### WHAT NEEDS TO BE DONE
Extract each line from the items below that contains the string "green". Case counts.

### INPUT ROWS

[START]

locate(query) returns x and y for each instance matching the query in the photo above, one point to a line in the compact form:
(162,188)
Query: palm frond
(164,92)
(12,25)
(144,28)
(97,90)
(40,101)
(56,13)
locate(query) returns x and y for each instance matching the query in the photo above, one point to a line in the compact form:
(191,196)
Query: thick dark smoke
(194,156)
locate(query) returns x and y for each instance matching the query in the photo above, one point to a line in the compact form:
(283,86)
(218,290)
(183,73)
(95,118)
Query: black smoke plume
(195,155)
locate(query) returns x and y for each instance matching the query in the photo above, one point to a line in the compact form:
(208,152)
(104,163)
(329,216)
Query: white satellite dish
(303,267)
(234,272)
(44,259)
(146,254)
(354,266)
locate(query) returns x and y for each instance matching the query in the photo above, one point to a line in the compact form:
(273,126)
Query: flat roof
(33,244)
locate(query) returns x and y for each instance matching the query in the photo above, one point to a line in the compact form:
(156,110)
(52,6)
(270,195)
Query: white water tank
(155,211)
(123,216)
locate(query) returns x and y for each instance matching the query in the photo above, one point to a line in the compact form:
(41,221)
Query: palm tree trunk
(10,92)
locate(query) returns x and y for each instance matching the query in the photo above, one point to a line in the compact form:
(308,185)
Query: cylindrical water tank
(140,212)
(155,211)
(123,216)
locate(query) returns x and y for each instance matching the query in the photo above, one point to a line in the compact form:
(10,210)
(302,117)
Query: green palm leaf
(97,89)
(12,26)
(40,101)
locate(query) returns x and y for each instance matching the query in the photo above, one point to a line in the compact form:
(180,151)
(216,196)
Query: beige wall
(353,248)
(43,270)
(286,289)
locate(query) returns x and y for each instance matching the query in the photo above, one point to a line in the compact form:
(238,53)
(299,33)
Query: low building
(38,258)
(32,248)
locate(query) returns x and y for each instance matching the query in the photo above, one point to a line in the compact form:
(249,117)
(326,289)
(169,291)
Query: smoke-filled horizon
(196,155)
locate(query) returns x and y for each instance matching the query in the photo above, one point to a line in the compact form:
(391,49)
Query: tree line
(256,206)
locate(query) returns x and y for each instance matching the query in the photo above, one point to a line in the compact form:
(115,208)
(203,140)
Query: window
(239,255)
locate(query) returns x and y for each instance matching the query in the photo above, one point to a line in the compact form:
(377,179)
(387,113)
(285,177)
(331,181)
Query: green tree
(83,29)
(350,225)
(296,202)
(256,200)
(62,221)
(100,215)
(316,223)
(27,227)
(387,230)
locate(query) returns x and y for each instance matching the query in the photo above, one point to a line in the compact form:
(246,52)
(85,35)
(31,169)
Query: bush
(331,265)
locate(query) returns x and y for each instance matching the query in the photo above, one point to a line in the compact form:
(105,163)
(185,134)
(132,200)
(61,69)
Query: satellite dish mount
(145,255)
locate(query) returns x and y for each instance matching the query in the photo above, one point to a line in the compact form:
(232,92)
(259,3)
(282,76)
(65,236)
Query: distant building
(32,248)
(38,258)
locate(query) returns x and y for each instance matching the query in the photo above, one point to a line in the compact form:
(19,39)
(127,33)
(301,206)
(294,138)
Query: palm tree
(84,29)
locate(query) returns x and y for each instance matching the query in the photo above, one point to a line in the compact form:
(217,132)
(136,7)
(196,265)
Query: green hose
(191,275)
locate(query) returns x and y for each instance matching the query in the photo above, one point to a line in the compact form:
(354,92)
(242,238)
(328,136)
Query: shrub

[END]

### SOLUTION TO THE EXERCISE
Query: green palm leaf
Query: green tree
Query: green hose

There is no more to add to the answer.